:: Extrait de la chronique

Tels les signes d’une présence Spektrale, les dernières réalisations d’
Haemoth ont invariablement agi en révélateur d’une manifestation prochaine du
Spektr (à condition de s'armer d'un minimum de patience). Ainsi, l'album "
In Nomine Odium" (fin 2011) fut en quelque sorte une annonce déguisée pour "
Cypher" (début 2013), tandis que l'EP "Condemned" (mi-2014) y alla de son petit indice quant au "The Art to Disappear" qui nous intéresse aujourd'hui.
Haemoth /
Spektr : deux formations franciliennes aussi intimement liées (l'esprit commun Hth, les sonorités crues et glaciales) qu'elles évoluent dans des dimensions différentes ; le black metal somme toute traditionnel d'
Haemoth se trouvant, à travers le prisme Spektral, remodelé en une forme plus déstructurée, aux contours nébuleux et ne reculant devant aucune expérimentation (dark ambient, noise, jazz…) pour triturer nos neurones et en extirper nos peurs irrationnelles.
Autre trait caractéristique durant ces 16 années où le
Spektr a daigné se montrer avec plus ou moins de régularité : sa propension à traduire musicalement des concepts alambiqués mêlant expériences paranormales et psychotropes à des thématiques situées à la frontière entre tangible et immatériel.
Des penchants que le
Spektr a néanmoins atténué sur ce 5ème opus, comme si l'entité avait subitement décidé d'apparaître sous une forme plus concrète et aux intentions sans détour.
… Impression que laisse le contact visuel de l'album, entre les intitulés des 9 chapitres, curieusement moins sibyllins et plus percutants que par le passé, et la disparition du logo originel au profit d’une typographie élémentaire, inscrite sur une pochette à forte dominante claire tranchant net avec les ténèbres d’antan.
… Impression que confirme le premier contact auditif, l'alpha de l'album, celui qui donne le ton.
La boucle de l'éphémère intro "
Again", semblant tourner comme une bande magnétique à vide, n'a même pas le temps d'imposer son effet hypnotique qu'elle s'efface sous les coups de boutoir du redoutable "
Through the
Darkness of Future
Past". Des riffs plus remuants que de coutume pour le
Spektr, aux consonances black/death dans l'exécution, s'associent à des linéaires aussi simples que tranchants pour un impact résolument frontal. Même la batterie, et malgré le fait qu'elle conserve sa marque Spektrale (dans le jeu de cymbales notamment), s'anime de manière étonnamment épurée et accrocheuse.
Plutôt que de cerner patiemment sa proie, le
Spektr y fond littéralement dessus.
Plutôt que de faire courir ses phalanges glacées le long de la colonne vertébrale, le
Spektr l'arrache d'un coup sec et la broie d'une poigne implacable.

::::
:: Données enregistrées

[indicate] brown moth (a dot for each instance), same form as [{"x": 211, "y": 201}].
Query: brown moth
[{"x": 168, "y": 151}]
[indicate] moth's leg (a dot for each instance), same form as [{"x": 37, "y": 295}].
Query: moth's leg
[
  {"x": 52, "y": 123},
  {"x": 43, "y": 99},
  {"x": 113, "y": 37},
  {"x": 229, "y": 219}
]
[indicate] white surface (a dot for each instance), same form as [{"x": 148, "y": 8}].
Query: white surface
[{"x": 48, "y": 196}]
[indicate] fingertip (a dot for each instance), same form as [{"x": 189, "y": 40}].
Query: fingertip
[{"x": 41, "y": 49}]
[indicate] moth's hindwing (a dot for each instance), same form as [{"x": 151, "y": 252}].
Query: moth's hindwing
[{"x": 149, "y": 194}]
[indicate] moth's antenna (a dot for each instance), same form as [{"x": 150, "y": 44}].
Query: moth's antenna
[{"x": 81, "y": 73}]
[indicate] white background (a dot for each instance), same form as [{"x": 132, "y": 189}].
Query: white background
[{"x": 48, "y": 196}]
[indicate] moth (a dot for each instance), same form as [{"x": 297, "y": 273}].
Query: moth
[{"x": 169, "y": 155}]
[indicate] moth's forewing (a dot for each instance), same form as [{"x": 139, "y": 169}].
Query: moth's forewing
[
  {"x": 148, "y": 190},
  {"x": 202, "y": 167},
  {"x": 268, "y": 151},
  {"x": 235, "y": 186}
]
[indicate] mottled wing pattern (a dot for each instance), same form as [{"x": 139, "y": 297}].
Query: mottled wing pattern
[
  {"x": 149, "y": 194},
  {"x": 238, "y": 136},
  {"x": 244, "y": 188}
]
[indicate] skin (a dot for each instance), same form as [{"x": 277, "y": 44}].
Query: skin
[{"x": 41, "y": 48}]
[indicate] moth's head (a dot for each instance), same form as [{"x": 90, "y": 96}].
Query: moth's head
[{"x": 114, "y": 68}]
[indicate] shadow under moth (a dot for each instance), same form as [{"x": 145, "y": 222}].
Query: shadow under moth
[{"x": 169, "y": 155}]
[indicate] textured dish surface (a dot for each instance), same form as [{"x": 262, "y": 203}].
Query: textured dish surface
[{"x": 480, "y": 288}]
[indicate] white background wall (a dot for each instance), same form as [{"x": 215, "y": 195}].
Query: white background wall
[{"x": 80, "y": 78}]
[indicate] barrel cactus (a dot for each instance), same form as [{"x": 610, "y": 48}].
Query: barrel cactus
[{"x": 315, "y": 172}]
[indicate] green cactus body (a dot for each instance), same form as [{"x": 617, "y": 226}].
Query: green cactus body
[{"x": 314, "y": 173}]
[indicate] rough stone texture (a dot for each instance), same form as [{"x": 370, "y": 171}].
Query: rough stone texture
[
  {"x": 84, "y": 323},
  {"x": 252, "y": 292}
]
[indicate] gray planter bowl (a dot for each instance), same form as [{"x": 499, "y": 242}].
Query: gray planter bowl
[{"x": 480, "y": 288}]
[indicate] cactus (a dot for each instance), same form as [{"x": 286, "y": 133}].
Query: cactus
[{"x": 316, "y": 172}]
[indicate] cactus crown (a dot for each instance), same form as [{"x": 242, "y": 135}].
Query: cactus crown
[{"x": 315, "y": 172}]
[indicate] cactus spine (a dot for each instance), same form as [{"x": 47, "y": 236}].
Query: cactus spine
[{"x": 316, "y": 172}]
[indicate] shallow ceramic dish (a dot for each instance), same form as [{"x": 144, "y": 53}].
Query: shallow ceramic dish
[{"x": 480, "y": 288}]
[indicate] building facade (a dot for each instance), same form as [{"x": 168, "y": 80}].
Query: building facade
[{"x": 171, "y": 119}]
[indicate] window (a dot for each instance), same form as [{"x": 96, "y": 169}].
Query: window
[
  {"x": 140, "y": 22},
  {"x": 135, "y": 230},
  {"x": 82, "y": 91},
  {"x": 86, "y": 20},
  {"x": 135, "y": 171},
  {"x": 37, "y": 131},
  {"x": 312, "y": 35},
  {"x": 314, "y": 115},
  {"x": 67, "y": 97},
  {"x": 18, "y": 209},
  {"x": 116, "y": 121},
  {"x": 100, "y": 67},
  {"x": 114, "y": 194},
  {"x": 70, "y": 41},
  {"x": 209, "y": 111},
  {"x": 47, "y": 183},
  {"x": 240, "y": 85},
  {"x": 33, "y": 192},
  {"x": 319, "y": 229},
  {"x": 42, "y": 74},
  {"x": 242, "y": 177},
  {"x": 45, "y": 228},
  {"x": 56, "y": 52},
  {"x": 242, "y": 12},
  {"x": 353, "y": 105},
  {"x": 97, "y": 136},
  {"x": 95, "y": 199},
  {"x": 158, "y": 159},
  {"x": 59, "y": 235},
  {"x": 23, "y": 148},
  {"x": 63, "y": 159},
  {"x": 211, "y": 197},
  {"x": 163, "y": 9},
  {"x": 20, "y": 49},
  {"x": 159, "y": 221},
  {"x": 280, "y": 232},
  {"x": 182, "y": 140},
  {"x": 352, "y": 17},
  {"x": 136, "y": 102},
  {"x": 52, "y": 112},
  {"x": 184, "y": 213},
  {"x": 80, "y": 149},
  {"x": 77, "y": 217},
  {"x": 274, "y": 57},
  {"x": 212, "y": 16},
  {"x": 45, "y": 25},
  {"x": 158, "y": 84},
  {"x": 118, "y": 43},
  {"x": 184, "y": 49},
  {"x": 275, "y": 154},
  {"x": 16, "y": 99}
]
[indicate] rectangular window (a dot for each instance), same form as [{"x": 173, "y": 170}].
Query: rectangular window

::::
:: Données enregistrées

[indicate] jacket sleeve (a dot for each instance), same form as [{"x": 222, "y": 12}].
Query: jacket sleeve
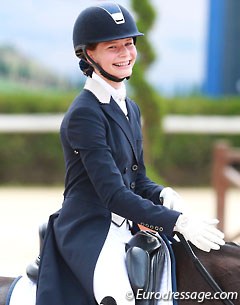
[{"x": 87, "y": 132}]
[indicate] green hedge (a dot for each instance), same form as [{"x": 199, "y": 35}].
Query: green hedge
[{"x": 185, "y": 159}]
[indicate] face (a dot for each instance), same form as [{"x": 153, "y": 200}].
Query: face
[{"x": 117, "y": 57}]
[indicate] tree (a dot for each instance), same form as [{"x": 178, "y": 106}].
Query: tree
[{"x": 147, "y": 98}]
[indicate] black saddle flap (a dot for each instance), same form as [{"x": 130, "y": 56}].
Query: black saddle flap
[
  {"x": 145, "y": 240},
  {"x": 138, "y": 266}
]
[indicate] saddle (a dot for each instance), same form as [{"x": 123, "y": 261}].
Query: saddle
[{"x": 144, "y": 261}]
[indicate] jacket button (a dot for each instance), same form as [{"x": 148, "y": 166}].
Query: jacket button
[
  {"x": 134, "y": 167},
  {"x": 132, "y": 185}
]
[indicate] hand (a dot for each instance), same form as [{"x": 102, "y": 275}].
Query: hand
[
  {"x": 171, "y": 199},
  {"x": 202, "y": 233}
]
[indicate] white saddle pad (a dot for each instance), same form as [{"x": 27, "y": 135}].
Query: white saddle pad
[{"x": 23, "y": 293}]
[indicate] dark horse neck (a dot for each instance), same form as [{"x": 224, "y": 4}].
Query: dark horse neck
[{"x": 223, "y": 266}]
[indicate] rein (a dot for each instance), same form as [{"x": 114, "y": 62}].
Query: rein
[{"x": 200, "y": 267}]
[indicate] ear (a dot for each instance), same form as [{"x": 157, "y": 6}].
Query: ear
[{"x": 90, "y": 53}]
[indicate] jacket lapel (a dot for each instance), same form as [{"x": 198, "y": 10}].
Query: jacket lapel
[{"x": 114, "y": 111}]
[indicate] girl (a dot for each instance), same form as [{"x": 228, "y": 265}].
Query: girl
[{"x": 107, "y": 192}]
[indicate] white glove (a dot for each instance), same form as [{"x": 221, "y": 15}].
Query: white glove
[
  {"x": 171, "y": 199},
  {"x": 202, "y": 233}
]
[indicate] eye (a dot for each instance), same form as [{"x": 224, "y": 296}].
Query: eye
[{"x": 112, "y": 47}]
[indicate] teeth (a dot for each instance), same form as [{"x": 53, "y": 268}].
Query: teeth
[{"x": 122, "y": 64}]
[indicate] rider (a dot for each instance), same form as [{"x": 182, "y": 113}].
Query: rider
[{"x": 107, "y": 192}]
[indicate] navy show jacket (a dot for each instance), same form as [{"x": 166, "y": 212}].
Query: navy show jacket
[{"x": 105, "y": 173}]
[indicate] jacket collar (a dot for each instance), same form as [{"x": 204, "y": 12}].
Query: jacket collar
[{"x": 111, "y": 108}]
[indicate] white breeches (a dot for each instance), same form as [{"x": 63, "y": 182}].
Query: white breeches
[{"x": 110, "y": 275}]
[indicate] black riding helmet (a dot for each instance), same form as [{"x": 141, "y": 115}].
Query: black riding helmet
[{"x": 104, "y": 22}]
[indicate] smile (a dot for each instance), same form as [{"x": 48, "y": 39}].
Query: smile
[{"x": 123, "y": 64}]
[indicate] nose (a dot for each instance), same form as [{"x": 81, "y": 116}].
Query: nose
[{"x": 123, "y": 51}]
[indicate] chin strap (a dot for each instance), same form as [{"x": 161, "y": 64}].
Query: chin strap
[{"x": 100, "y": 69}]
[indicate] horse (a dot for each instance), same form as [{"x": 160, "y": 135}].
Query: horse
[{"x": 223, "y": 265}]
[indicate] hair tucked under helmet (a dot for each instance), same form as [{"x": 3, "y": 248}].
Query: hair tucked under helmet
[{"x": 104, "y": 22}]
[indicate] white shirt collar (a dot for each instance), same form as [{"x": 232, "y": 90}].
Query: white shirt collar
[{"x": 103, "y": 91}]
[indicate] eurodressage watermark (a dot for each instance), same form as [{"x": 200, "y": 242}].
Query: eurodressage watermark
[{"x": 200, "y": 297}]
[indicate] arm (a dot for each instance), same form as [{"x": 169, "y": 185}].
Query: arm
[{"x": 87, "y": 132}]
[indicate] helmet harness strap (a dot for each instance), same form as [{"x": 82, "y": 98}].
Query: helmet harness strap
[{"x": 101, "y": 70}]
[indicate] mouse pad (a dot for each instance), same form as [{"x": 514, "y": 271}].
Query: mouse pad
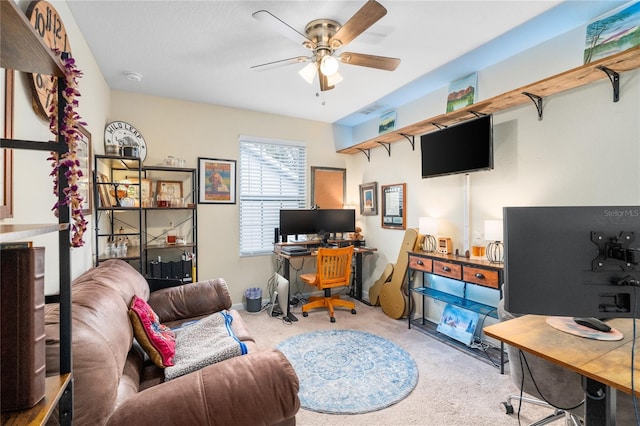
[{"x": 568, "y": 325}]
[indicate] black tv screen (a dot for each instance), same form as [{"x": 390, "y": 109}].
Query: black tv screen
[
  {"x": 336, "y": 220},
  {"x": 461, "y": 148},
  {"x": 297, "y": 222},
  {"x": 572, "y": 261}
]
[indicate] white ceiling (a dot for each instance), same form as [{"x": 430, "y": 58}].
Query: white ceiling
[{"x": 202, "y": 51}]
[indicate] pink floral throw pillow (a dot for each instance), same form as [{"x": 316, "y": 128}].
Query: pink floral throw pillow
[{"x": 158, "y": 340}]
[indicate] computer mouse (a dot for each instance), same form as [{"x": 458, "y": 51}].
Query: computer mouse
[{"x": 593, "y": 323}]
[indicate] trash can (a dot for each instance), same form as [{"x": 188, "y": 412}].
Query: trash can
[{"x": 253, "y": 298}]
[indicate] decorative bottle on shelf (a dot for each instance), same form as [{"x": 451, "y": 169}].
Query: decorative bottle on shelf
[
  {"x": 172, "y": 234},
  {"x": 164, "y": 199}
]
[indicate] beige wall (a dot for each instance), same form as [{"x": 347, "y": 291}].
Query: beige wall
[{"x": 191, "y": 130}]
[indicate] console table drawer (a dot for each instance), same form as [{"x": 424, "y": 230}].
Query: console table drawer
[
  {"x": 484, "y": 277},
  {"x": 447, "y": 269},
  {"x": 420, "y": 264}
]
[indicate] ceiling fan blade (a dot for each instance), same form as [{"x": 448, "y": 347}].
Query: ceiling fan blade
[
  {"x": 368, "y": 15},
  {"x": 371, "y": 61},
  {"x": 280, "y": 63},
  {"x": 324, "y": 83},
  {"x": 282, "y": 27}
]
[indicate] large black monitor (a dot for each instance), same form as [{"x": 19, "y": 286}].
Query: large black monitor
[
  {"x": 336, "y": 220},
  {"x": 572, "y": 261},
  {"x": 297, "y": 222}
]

::::

# Exercices
A) Relevez tous les titres placés entre guillemets dans le premier paragraphe de la chronique.
B) Citez la chronique à partir de « Autre trait caractéristique » jusqu'à « intentions sans détour. » inclus.
C) Répondez à ces questions d'après la chronique.
(i) Pendant combien d'années le Spektr s'est-il montré ?
(ii) Combien de chapitres compte l'album ?
(iii) Quel rang cet opus occupe-t-il dans la discographie du Spektr ?
Les enregistrements constituent un matériau distinct de la chronique.

# Corrigés
A)
In Nomine Odium
Cypher
Condemned
The Art to Disappear

B)
Autre trait caractéristique durant ces 16 années où le
Spektr a daigné se montrer avec plus ou moins de régularité : sa propension à traduire musicalement des concepts alambiqués mêlant expériences paranormales et psychotropes à des thématiques situées à la frontière entre tangible et immatériel.
Des penchants que le
Spektr a néanmoins atténué sur ce 5ème opus, comme si l'entité avait subitement décidé d'apparaître sous une forme plus concrète et aux intentions sans détour.

C)
(i) 16 années.
(ii) 9 chapitres.
(iii) C'est le 5ème opus.